Ces considérations nous amènent à aborder d’autres approches, en particulier celles qui se relient à un autre paradigme, peu évoqué ci-dessus, celui de l’innovation. C’est seulement en analysant le processus de « création destructive » de J.A. Schumpeter et en le regardant à travers le prisme des territoires que l’on peut rendre compte d’une grande partie des politiques actuelles et tenter de les évaluer.
2. L’économie de l’innovation, entre acteurs et territoires
Il est devenu banal de souligner à quel point, aujourd’hui, les firmes et les territoires retirent des avantages compétitifs de leurs efforts de recherche et de leurs succès en matière d’innovation. Avant d’évoquer les travaux actuels et de montrer combien l’innovation et la créativité (dans tous les domaines) sont mis en exergue dans les politiques publiques, rappelons que plusieurs auteurs ont marqué d’une contribution décisive l’approche territoriale de ces questions
Les apports hétérodoxes mais fondamentaux de François Perroux
François Perroux, bien que trop largement méconnu pour avoir adopté très tôt une position très critique à l’encontre du modèle standard, n’en est pas moins l’un des économistes français majeurs du vingtième siècle. Les économistes qui ont lu son œuvre considèrent qu’il préfigure à la fois Amartya Sen et Paul Krugman. Il est également l’un des trois fondateurs de l’économie régionale et de l’ASRDLF6 en France, dans les années 50. Avec Jacques R. Boudeville, il est l’auteur en 1961 d’un ouvrage intitulé Les espaces économiques et avec Claude Ponsard, en 1955, d’un ouvrage intitulé : « Economie et espace, Essai d’intégration du facteur spatial dans l’analyse économique. Ses apports à la science régionale sont directement liés à sa conception originale et très pragmatique7 de l’économie. Son approche de l’espace a considérablement contribué au rapprochement des économistes et des géographes (Couzon 2003), mais aussi des économistes et des sociologues. Il écrit plaisamment : « Les agents économiques sont en société avant d’aller au marché et quand ils y vont » (Perroux, 1982, p. 159)
◆ ◆ ◆ ◆ ◆ ◆ ◆
## EXERCICE 1
Dites si chacune de ces affirmations correspond à l'extrait, par oui ou par non, en citant mot pour mot les mots de l'extrait qui tranchent.
(a) François Perroux compte parmi les fondateurs de l'économie régionale en France.
(b) François Perroux a toujours suivi le modèle standard.
(c) L'approche de l'espace de Perroux a aidé à rapprocher économistes et géographes.
## EXERCICE 2
Recopiez mot pour mot le passage de l'extrait qui commence aux mots « Ces considérations nous » et s'arrête après « de les évaluer. ».

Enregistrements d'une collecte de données
◆ ◆ ◆ ◆ ◆ ◆ ◆
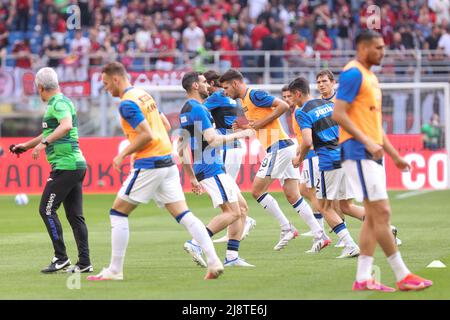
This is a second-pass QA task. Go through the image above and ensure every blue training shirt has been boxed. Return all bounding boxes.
[295,99,341,171]
[180,99,225,181]
[204,89,243,149]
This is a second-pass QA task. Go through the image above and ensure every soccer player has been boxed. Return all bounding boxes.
[179,71,254,267]
[203,70,256,243]
[88,62,223,281]
[333,30,433,292]
[289,77,359,258]
[11,68,93,273]
[219,69,329,250]
[316,70,402,248]
[281,85,323,237]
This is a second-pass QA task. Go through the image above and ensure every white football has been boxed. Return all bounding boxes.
[15,193,29,206]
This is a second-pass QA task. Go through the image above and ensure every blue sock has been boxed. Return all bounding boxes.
[227,239,240,260]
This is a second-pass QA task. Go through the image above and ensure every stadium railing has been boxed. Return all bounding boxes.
[3,49,450,84]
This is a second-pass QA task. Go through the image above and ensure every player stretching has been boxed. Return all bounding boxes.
[219,69,328,250]
[203,70,256,243]
[178,72,254,267]
[88,62,223,281]
[333,30,433,292]
[289,78,359,258]
[316,70,402,248]
[281,85,323,237]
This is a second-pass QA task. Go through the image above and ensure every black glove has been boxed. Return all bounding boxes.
[9,144,27,158]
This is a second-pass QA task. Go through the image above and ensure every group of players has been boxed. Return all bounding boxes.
[13,31,432,292]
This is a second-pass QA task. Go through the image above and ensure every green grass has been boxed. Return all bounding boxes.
[0,191,450,300]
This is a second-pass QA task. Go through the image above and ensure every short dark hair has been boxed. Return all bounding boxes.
[102,62,127,77]
[203,70,220,87]
[355,29,383,46]
[181,71,201,92]
[219,69,244,83]
[289,77,310,95]
[316,69,334,81]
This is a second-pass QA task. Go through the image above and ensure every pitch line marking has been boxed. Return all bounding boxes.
[395,190,435,199]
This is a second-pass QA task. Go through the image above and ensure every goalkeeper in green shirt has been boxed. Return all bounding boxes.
[10,68,93,273]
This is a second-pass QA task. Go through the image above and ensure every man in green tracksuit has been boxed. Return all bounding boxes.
[10,68,93,273]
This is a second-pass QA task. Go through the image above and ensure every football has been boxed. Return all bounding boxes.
[14,193,29,206]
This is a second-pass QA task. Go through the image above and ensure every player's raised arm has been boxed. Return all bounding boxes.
[159,112,172,132]
[203,128,255,147]
[332,68,383,160]
[333,99,383,160]
[177,136,203,195]
[113,101,153,171]
[383,130,411,170]
[251,90,289,130]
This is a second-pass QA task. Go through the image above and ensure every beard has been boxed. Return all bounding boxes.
[199,92,209,99]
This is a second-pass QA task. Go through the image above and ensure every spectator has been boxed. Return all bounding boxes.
[424,26,441,60]
[65,30,91,81]
[12,39,32,69]
[296,18,313,43]
[213,32,236,73]
[15,0,34,32]
[260,26,283,78]
[314,1,332,30]
[247,0,268,21]
[438,26,450,58]
[420,113,442,150]
[111,0,128,23]
[170,0,193,22]
[0,16,9,63]
[251,18,270,50]
[428,0,450,25]
[314,29,333,60]
[43,37,66,70]
[155,29,177,71]
[183,18,205,58]
[337,0,352,50]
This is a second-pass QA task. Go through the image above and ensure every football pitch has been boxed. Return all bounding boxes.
[0,191,450,300]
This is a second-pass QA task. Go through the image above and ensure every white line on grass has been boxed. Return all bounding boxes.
[395,190,434,199]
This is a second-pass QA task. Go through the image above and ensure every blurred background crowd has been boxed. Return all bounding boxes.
[0,0,450,75]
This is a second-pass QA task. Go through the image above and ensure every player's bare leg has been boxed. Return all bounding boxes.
[220,202,254,267]
[354,199,433,291]
[87,197,134,281]
[283,179,329,244]
[213,193,256,243]
[252,176,298,250]
[299,183,324,237]
[319,199,359,258]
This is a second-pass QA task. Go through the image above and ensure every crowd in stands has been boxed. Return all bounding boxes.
[0,0,450,76]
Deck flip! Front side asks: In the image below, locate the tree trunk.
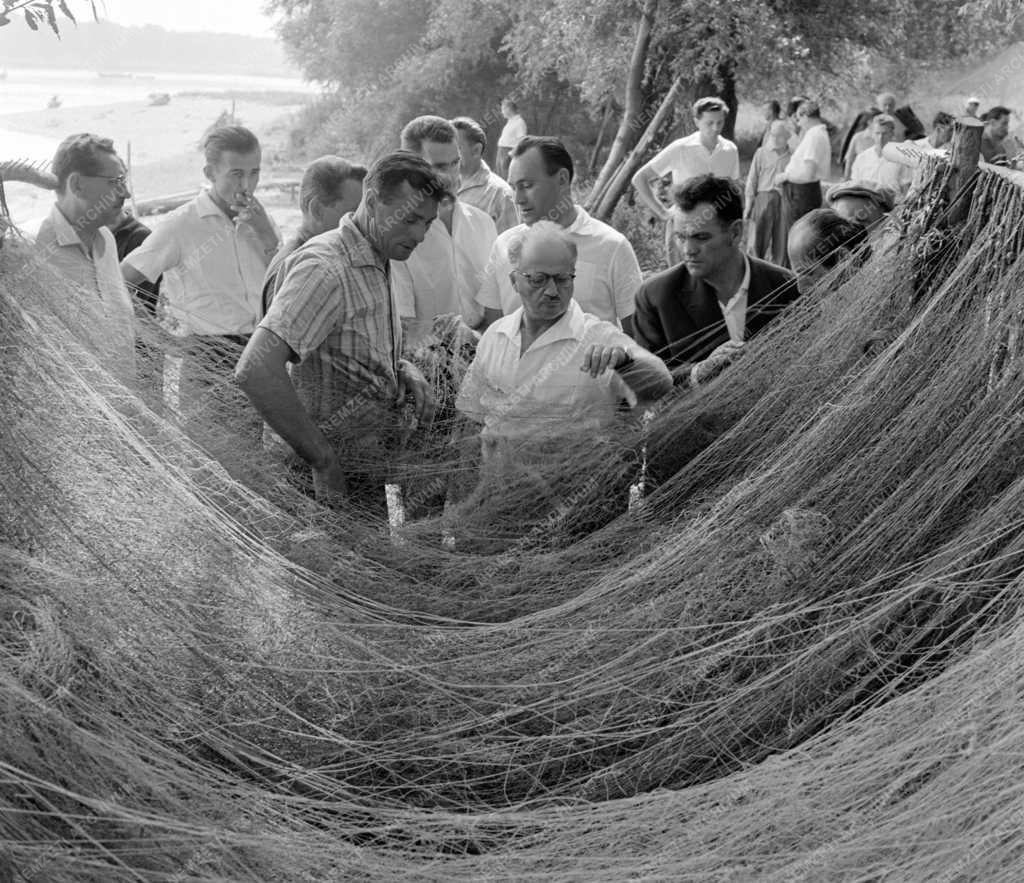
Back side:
[586,0,657,209]
[592,79,683,222]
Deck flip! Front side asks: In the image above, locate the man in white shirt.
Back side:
[390,117,498,349]
[452,117,519,233]
[456,221,672,460]
[775,100,831,257]
[851,114,913,201]
[495,98,526,177]
[121,126,280,426]
[35,134,135,382]
[476,135,643,335]
[632,97,739,266]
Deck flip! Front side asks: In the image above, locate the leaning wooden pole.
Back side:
[947,117,985,226]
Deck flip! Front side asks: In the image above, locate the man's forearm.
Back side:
[236,360,336,468]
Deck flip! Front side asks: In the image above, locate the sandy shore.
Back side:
[0,95,301,229]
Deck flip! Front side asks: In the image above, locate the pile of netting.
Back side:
[0,155,1024,883]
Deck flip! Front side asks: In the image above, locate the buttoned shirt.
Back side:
[498,114,526,150]
[476,206,643,325]
[456,300,637,442]
[745,148,790,209]
[459,160,519,233]
[36,205,135,381]
[391,200,498,346]
[124,191,268,336]
[785,123,831,183]
[259,214,401,448]
[647,132,739,187]
[850,146,913,195]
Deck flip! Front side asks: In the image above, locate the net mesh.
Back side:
[0,158,1024,881]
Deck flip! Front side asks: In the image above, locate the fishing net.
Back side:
[0,155,1024,881]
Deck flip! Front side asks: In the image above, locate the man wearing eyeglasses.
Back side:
[456,221,672,459]
[36,133,135,380]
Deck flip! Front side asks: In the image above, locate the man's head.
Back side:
[874,92,896,114]
[982,104,1012,140]
[671,175,743,279]
[299,156,367,236]
[932,111,955,148]
[786,209,867,294]
[868,114,896,152]
[452,117,487,176]
[768,120,790,151]
[693,97,729,141]
[508,220,577,322]
[509,135,573,224]
[358,151,451,260]
[401,117,462,194]
[52,133,131,230]
[825,181,896,227]
[203,126,260,214]
[797,98,821,132]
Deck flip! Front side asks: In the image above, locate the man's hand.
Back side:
[396,359,434,425]
[580,343,630,377]
[313,456,348,506]
[228,192,278,250]
[690,340,743,386]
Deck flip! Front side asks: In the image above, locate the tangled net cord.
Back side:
[0,162,1024,881]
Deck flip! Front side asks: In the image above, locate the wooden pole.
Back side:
[947,117,985,225]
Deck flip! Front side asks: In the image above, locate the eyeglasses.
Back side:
[83,175,128,187]
[516,269,575,291]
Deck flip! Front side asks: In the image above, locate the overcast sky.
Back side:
[96,0,273,37]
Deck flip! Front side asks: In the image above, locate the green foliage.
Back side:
[0,0,92,40]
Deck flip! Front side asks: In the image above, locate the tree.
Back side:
[0,0,92,40]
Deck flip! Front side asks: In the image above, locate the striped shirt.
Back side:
[259,214,401,447]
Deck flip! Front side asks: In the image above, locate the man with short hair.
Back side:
[35,133,135,381]
[851,114,913,200]
[632,97,739,265]
[236,151,450,502]
[391,116,498,349]
[981,104,1012,166]
[775,100,831,240]
[456,220,672,460]
[452,117,519,233]
[914,111,955,153]
[495,98,526,177]
[743,120,790,265]
[476,135,643,334]
[261,155,367,316]
[634,175,798,386]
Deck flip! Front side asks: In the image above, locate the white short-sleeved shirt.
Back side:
[391,200,498,346]
[456,300,637,440]
[122,191,268,336]
[35,205,135,380]
[850,146,913,195]
[785,123,831,183]
[498,114,526,150]
[647,132,739,186]
[476,206,643,325]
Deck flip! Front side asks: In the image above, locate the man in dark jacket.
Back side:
[634,175,798,386]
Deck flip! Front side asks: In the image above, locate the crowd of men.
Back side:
[37,95,1008,501]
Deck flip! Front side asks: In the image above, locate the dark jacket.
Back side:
[633,257,799,369]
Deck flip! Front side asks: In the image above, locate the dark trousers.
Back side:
[751,191,786,266]
[782,181,821,266]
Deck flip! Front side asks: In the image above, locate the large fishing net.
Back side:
[0,155,1024,883]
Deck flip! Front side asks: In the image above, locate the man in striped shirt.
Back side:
[236,151,451,503]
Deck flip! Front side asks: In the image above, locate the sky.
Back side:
[95,0,273,37]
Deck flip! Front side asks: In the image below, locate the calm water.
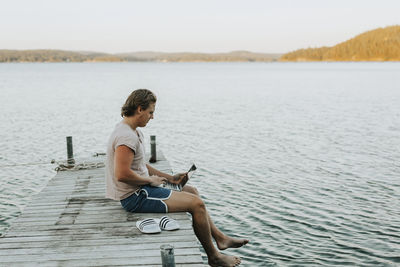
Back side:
[0,63,400,266]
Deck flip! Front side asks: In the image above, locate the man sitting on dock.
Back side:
[106,89,249,266]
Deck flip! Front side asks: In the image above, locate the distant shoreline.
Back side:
[0,49,282,63]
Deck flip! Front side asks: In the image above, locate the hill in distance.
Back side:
[0,49,281,62]
[279,25,400,61]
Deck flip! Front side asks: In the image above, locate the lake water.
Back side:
[0,63,400,266]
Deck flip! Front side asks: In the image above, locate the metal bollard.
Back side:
[149,135,157,163]
[67,136,75,166]
[160,245,175,267]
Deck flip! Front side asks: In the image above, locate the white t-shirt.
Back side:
[105,121,149,200]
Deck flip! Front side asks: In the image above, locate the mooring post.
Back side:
[67,136,75,166]
[149,135,157,163]
[160,245,175,267]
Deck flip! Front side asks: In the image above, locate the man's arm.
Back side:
[146,164,173,180]
[114,145,167,186]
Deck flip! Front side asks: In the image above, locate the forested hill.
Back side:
[280,26,400,61]
[0,49,281,62]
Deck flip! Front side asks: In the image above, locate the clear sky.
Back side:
[0,0,400,53]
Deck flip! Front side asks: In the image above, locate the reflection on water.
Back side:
[0,63,400,266]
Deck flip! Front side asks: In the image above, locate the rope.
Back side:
[54,162,105,172]
[0,159,56,168]
[0,153,106,172]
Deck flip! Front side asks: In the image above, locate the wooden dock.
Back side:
[0,153,205,266]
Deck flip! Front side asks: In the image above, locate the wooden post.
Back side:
[67,136,75,166]
[149,135,157,163]
[160,245,175,267]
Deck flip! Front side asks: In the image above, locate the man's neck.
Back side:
[123,117,137,131]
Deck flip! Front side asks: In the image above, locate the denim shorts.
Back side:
[121,185,172,213]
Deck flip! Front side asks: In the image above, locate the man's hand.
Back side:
[150,176,167,186]
[169,172,189,184]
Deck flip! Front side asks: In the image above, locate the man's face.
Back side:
[139,103,156,127]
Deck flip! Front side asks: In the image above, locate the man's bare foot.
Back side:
[216,236,249,250]
[208,253,241,267]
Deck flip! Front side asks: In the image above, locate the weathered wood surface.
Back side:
[0,152,204,266]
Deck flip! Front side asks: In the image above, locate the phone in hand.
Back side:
[187,163,197,180]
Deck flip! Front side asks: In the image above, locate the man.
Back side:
[106,89,249,267]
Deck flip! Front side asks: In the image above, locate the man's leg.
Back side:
[182,185,249,250]
[164,191,240,267]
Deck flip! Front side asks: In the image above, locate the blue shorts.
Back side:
[121,185,172,213]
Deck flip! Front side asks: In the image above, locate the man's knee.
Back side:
[192,197,206,215]
[185,185,200,196]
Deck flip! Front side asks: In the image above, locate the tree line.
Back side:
[280,25,400,61]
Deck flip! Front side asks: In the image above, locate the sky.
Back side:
[0,0,400,53]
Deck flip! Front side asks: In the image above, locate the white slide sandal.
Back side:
[159,216,179,231]
[136,218,161,234]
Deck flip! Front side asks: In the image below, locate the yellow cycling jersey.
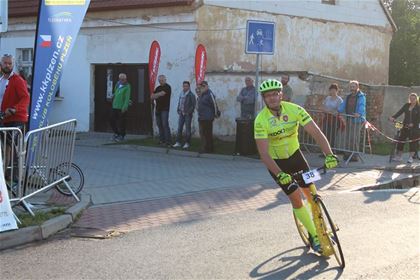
◆ ◆ ◆ ◆ ◆ ◆ ◆
## SOLUTION 1
(a) Oui : « l’un des trois fondateurs de l’économie régionale ».
(b) Non : « avoir adopté très tôt une position très critique à l’encontre du modèle standard ».
(c) Oui : « Son approche de l’espace a considérablement contribué au rapprochement des économistes et des géographes ».

## SOLUTION 2
Ces considérations nous amènent à aborder d’autres approches, en particulier celles qui se relient à un autre paradigme, peu évoqué ci-dessus, celui de l’innovation. C’est seulement en analysant le processus de « création destructive » de J.A. Schumpeter et en le regardant à travers le prisme des territoires que l’on peut rendre compte d’une grande partie des politiques actuelles et tenter de les évaluer.